TASK DETAILS »
Write out every line exactly, from the start of the records below to the line with "pixel 355 996", and stop there. Don't write out the pictures.
....
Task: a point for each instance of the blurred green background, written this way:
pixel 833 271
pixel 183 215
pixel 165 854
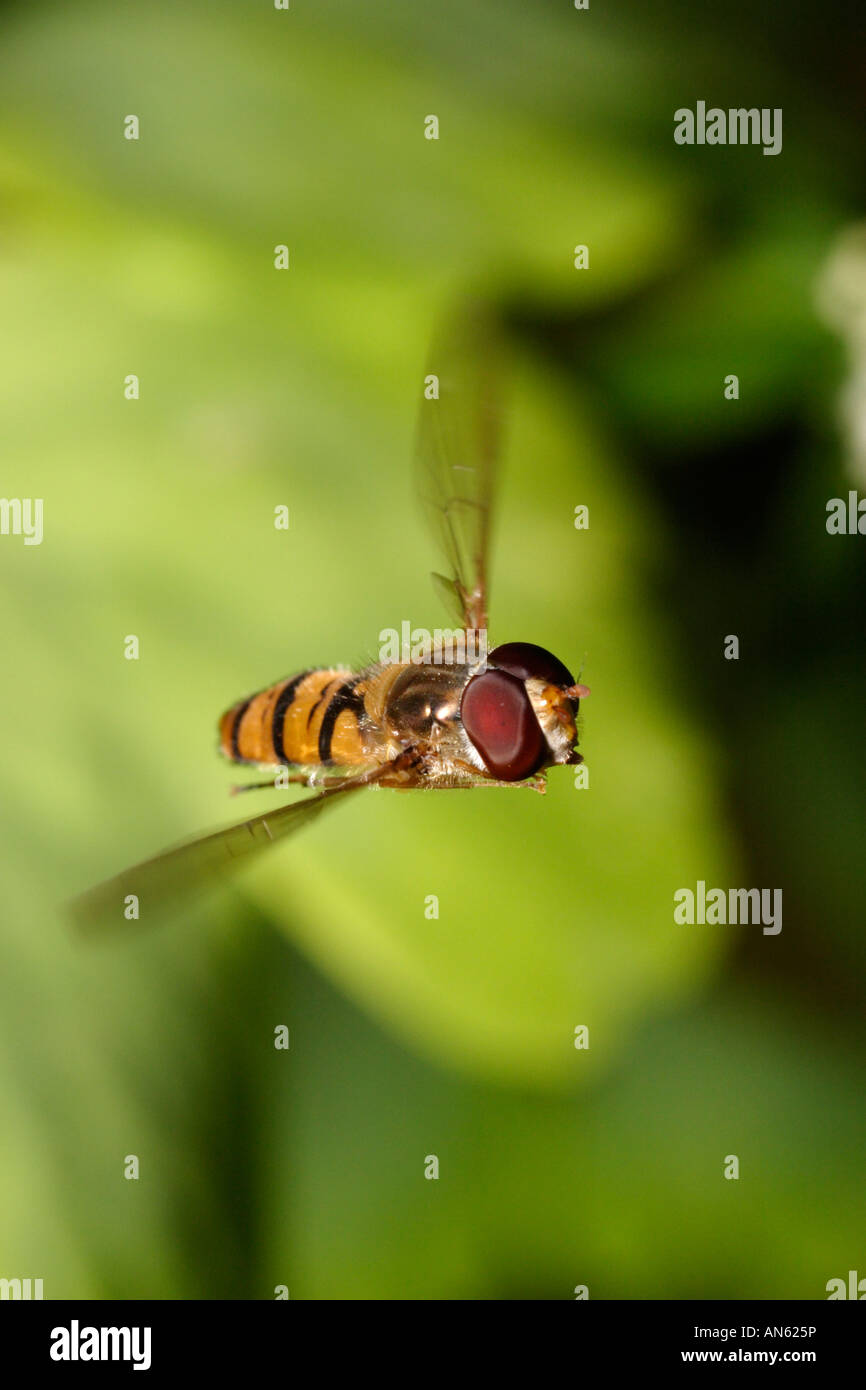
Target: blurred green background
pixel 413 1037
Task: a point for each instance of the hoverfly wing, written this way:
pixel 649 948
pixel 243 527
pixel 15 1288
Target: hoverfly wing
pixel 456 455
pixel 164 884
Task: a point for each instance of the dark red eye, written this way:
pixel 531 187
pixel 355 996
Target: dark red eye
pixel 526 660
pixel 501 723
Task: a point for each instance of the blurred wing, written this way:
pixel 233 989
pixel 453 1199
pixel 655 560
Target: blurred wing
pixel 171 879
pixel 456 456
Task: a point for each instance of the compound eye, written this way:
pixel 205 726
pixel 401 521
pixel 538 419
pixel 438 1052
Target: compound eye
pixel 526 660
pixel 501 723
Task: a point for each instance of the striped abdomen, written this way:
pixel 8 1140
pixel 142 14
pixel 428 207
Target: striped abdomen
pixel 313 717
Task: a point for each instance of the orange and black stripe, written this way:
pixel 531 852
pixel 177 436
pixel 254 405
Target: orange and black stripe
pixel 309 719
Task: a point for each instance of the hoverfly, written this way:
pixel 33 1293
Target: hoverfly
pixel 502 719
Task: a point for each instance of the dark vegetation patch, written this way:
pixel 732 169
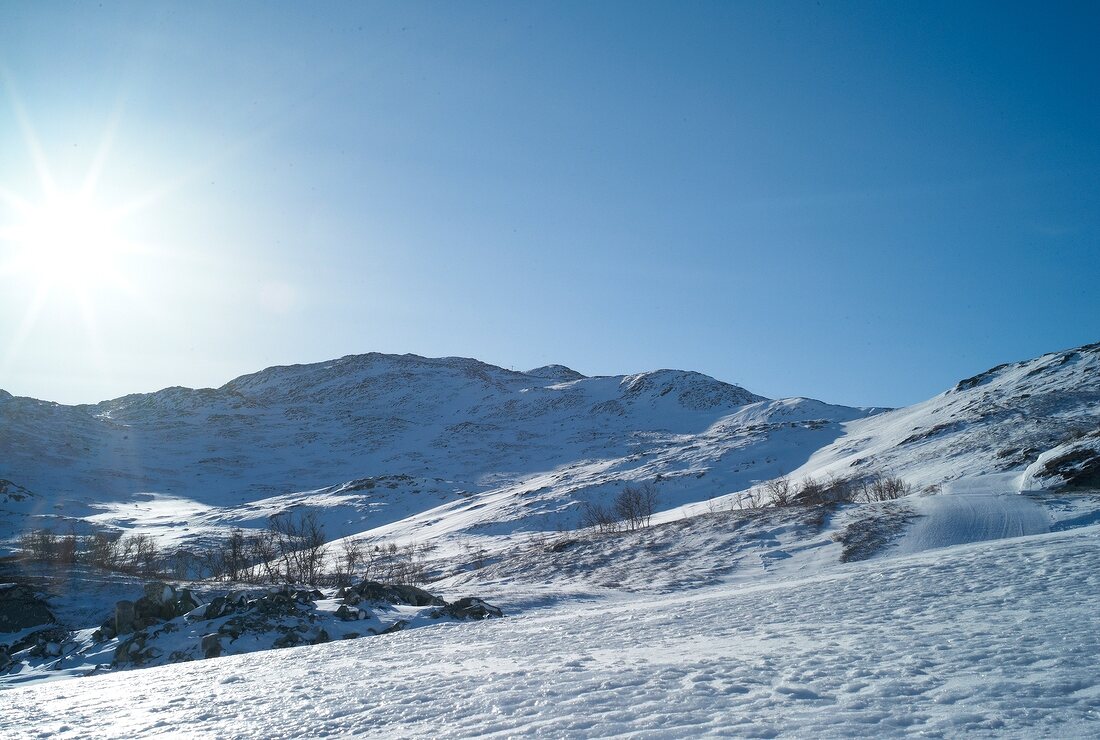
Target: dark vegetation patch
pixel 876 527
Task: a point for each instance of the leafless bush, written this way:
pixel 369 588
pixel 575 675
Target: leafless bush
pixel 886 488
pixel 780 492
pixel 636 505
pixel 299 544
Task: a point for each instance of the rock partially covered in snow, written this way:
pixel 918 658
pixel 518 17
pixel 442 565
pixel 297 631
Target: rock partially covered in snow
pixel 21 608
pixel 469 608
pixel 1074 464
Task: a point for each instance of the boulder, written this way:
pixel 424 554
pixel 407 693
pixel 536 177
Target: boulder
pixel 210 645
pixel 124 616
pixel 20 608
pixel 372 591
pixel 468 608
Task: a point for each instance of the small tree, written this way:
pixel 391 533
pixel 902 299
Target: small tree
pixel 598 517
pixel 780 490
pixel 636 505
pixel 299 542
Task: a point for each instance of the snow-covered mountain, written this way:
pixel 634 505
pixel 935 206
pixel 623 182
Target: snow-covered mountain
pixel 1044 410
pixel 415 449
pixel 374 439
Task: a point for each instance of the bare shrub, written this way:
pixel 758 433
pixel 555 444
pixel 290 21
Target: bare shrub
pixel 636 505
pixel 595 516
pixel 780 490
pixel 300 544
pixel 887 488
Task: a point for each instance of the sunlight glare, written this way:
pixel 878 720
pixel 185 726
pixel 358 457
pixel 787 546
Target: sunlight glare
pixel 66 242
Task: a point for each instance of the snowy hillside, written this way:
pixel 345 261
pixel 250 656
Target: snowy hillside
pixel 996 639
pixel 418 449
pixel 965 606
pixel 1002 420
pixel 376 439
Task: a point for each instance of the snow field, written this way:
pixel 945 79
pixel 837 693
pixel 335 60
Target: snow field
pixel 990 639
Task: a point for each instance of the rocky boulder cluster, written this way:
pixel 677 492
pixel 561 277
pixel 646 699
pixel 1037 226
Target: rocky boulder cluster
pixel 171 625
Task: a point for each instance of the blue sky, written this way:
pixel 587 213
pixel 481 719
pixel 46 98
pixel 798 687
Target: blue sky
pixel 861 202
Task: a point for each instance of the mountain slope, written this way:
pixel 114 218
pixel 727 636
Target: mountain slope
pixel 419 449
pixel 998 421
pixel 374 439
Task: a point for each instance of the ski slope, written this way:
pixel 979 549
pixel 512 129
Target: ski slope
pixel 972 510
pixel 989 639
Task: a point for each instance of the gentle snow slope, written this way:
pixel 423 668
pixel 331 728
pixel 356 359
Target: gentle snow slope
pixel 994 639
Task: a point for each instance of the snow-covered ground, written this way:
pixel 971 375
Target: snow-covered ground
pixel 988 639
pixel 966 607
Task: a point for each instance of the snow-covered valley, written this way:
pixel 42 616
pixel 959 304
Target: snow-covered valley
pixel 990 639
pixel 968 604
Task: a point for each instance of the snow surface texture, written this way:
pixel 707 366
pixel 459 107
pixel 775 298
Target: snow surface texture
pixel 991 639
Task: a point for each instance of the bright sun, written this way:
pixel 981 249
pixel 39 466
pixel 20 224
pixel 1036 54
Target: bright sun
pixel 65 242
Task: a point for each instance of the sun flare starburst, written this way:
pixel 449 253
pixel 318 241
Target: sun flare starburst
pixel 66 242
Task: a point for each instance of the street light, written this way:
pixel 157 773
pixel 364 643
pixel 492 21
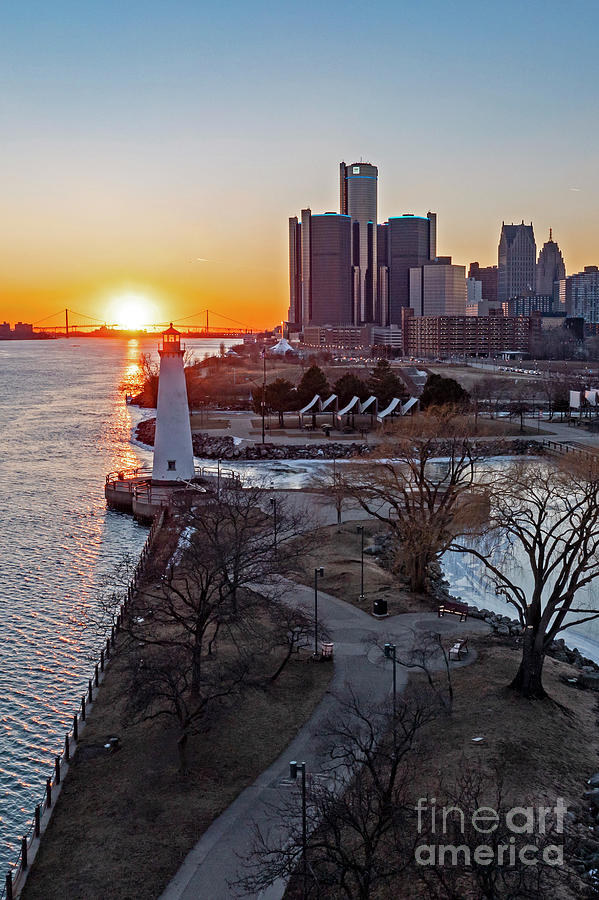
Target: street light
pixel 389 651
pixel 263 390
pixel 294 767
pixel 318 573
pixel 360 530
pixel 273 503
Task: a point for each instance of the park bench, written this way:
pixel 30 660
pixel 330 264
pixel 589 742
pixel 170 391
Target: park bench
pixel 459 649
pixel 454 609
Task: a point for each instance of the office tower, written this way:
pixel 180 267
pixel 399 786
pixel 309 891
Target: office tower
pixel 581 294
pixel 358 199
pixel 408 241
pixel 487 275
pixel 474 295
pixel 517 256
pixel 295 272
pixel 320 269
pixel 438 288
pixel 550 267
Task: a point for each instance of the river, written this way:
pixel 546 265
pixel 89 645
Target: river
pixel 64 425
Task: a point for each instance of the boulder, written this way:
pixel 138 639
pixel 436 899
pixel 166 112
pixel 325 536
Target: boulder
pixel 590 680
pixel 592 797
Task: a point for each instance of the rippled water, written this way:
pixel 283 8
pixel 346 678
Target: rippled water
pixel 63 426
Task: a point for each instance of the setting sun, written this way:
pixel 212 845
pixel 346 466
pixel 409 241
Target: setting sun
pixel 132 311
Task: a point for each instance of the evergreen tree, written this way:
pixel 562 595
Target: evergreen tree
pixel 385 384
pixel 440 391
pixel 348 386
pixel 314 381
pixel 281 397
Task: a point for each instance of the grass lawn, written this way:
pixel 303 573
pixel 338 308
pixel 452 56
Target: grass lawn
pixel 339 552
pixel 547 749
pixel 125 821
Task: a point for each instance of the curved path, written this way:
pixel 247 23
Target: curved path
pixel 217 857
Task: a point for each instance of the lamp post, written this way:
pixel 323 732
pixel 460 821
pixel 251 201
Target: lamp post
pixel 273 503
pixel 293 770
pixel 389 651
pixel 360 530
pixel 263 390
pixel 318 573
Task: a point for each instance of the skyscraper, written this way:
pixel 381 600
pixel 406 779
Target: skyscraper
pixel 581 294
pixel 358 199
pixel 550 267
pixel 487 275
pixel 438 288
pixel 517 257
pixel 320 269
pixel 406 241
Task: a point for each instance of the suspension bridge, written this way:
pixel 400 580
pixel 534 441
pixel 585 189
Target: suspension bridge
pixel 69 323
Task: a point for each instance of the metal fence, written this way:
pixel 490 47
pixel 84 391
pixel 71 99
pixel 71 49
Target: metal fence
pixel 15 877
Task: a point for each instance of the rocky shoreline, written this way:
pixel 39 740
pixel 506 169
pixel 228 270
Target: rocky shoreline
pixel 207 446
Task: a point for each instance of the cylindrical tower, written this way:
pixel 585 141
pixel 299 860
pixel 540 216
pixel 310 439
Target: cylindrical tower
pixel 173 449
pixel 358 195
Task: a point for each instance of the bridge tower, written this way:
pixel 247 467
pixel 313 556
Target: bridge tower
pixel 173 450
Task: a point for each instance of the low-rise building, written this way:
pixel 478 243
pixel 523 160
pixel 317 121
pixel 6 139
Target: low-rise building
pixel 446 336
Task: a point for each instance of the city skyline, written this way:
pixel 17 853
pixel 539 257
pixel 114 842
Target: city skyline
pixel 160 155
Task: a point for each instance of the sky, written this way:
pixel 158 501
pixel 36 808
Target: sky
pixel 157 149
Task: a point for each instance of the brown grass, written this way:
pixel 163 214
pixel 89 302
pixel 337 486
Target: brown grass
pixel 339 553
pixel 124 822
pixel 547 749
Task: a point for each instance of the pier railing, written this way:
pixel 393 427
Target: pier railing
pixel 43 809
pixel 561 448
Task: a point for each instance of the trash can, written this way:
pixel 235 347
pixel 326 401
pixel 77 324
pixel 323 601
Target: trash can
pixel 379 607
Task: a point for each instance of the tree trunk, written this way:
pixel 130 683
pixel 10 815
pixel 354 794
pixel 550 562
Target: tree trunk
pixel 182 750
pixel 417 569
pixel 529 677
pixel 196 671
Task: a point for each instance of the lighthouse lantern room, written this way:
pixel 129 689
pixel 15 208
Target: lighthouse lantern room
pixel 173 449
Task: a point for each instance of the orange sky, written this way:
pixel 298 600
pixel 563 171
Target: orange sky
pixel 137 142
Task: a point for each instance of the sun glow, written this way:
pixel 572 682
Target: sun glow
pixel 132 311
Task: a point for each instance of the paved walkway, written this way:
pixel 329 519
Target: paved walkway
pixel 217 858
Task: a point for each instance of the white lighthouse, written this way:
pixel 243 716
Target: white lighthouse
pixel 173 449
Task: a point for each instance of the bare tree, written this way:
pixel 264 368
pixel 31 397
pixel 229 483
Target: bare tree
pixel 227 545
pixel 541 553
pixel 161 687
pixel 357 838
pixel 423 501
pixel 463 854
pixel 330 487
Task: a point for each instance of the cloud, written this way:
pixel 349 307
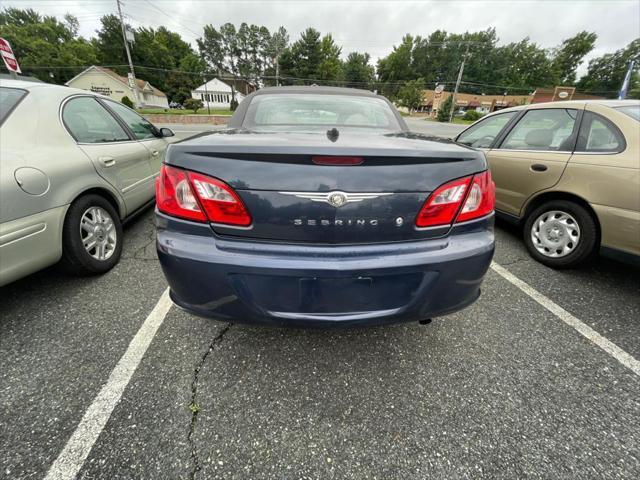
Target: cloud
pixel 375 26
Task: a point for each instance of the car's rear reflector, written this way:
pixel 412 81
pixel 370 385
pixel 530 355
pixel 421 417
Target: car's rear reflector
pixel 481 198
pixel 336 160
pixel 197 197
pixel 461 200
pixel 175 197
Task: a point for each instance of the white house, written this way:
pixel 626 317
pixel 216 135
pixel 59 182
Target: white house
pixel 107 82
pixel 217 93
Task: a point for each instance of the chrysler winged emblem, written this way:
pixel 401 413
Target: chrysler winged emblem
pixel 336 198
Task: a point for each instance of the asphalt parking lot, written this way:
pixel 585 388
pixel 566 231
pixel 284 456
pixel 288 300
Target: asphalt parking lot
pixel 507 388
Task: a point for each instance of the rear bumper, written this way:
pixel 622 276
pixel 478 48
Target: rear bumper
pixel 302 285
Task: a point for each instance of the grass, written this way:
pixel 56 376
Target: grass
pixel 175 111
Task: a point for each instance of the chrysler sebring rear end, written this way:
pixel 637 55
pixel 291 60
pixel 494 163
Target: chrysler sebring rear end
pixel 318 207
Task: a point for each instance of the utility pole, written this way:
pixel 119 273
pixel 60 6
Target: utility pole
pixel 132 76
pixel 455 91
pixel 206 94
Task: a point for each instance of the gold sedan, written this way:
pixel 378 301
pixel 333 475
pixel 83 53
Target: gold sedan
pixel 569 174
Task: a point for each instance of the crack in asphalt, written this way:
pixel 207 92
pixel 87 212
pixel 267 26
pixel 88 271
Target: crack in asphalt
pixel 194 407
pixel 513 262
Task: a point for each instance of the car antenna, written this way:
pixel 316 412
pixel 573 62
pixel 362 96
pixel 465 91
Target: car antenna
pixel 333 134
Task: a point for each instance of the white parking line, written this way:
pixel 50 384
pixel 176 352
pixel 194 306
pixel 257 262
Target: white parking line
pixel 70 460
pixel 590 334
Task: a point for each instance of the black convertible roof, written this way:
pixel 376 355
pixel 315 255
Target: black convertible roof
pixel 316 89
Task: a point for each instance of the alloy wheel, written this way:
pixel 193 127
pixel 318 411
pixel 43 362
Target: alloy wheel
pixel 98 233
pixel 555 234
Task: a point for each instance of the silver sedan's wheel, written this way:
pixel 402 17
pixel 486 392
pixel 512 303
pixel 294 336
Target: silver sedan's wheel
pixel 555 234
pixel 98 233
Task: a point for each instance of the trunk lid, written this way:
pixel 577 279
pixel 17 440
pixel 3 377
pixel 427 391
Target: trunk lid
pixel 292 199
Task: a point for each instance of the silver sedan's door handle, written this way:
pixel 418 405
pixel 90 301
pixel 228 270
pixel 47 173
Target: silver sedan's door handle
pixel 107 161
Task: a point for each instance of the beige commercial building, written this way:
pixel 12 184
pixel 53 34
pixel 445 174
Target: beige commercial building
pixel 491 103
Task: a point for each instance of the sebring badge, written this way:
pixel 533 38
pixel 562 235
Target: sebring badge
pixel 336 198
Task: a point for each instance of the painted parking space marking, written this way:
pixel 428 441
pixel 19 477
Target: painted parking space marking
pixel 75 452
pixel 590 334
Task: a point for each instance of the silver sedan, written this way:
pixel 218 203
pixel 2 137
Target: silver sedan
pixel 73 166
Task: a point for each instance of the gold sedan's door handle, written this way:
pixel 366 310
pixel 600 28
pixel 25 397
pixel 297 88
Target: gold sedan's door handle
pixel 107 161
pixel 539 167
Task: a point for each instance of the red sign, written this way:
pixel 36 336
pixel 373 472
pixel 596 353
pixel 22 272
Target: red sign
pixel 8 56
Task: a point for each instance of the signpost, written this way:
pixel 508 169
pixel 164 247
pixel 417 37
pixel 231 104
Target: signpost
pixel 9 58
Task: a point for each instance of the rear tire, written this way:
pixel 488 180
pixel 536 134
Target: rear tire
pixel 561 234
pixel 91 237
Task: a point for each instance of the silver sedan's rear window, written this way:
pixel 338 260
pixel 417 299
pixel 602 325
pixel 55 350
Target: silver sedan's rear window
pixel 9 98
pixel 297 110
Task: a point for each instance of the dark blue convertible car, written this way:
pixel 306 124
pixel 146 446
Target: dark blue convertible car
pixel 316 207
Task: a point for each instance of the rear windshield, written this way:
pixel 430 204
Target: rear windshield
pixel 9 98
pixel 302 111
pixel 632 110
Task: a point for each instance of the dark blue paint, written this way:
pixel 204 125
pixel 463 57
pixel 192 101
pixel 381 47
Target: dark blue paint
pixel 272 283
pixel 280 273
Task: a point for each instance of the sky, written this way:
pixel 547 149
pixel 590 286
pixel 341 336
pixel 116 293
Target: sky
pixel 373 26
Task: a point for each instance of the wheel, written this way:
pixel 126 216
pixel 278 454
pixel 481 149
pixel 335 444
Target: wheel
pixel 561 234
pixel 91 236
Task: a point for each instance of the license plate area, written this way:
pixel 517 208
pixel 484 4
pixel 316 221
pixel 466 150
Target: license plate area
pixel 328 295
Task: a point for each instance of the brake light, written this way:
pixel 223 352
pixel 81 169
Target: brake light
pixel 175 197
pixel 481 198
pixel 200 198
pixel 336 160
pixel 460 201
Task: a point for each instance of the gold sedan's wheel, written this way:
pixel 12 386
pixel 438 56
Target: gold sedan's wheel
pixel 555 234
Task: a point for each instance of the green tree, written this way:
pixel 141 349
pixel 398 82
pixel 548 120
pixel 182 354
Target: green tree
pixel 194 104
pixel 44 41
pixel 523 66
pixel 127 101
pixel 312 59
pixel 278 44
pixel 161 57
pixel 357 71
pixel 330 67
pixel 568 56
pixel 444 111
pixel 605 74
pixel 396 68
pixel 410 94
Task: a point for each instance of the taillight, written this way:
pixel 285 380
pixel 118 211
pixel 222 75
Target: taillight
pixel 198 197
pixel 175 197
pixel 460 200
pixel 481 198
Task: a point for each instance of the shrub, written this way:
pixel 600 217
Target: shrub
pixel 472 115
pixel 193 104
pixel 127 101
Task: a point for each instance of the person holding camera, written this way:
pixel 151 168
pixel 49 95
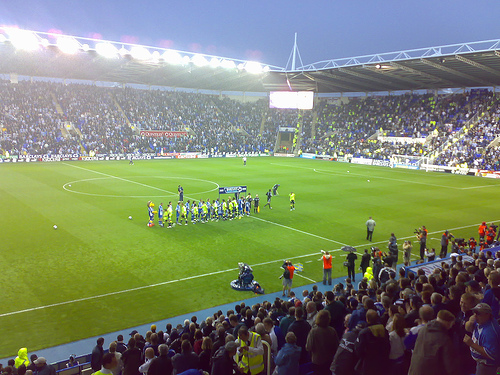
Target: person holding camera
pixel 349 263
pixel 287 277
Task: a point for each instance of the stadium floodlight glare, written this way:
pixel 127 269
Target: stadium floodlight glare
pixel 140 53
pixel 253 67
pixel 228 64
pixel 199 60
pixel 214 63
pixel 123 51
pixel 172 57
pixel 186 60
pixel 155 55
pixel 106 49
pixel 23 39
pixel 68 45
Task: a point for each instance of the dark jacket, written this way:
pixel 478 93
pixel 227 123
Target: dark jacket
pixel 132 359
pixel 372 348
pixel 96 358
pixel 185 361
pixel 222 363
pixel 345 359
pixel 288 359
pixel 161 365
pixel 434 352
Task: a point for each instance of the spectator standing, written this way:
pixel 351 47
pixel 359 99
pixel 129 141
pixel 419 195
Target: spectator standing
pixel 287 360
pixel 485 342
pixel 250 353
pixel 370 227
pixel 372 347
pixel 327 267
pixel 186 359
pixel 223 362
pixel 161 365
pixel 108 364
pixel 434 352
pixel 131 358
pixel 301 330
pixel 322 343
pixel 365 262
pixel 97 354
pixel 350 263
pixel 42 368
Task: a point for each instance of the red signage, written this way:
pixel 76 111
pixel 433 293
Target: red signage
pixel 162 133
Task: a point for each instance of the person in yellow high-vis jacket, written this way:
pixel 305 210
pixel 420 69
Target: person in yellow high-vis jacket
pixel 250 355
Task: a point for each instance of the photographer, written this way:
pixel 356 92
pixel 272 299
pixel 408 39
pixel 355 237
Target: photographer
pixel 287 277
pixel 421 234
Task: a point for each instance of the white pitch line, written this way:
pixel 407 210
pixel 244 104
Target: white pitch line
pixel 119 178
pixel 304 277
pixel 300 231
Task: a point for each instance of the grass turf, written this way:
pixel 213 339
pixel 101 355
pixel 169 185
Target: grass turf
pixel 101 272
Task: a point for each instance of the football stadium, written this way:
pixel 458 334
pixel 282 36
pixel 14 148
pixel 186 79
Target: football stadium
pixel 142 187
....
EXERCISE RESPONSE »
Task: a point for each instance of the blurred green background, written this way:
pixel 833 271
pixel 183 215
pixel 165 854
Target: blurred green background
pixel 413 1037
Task: a point for each instance of the hoverfly wing, written this way:
pixel 649 948
pixel 243 527
pixel 15 1288
Target: hoverfly wing
pixel 456 455
pixel 164 884
Task: a point for each instance of the dark red eye, written this way:
pixel 531 187
pixel 355 996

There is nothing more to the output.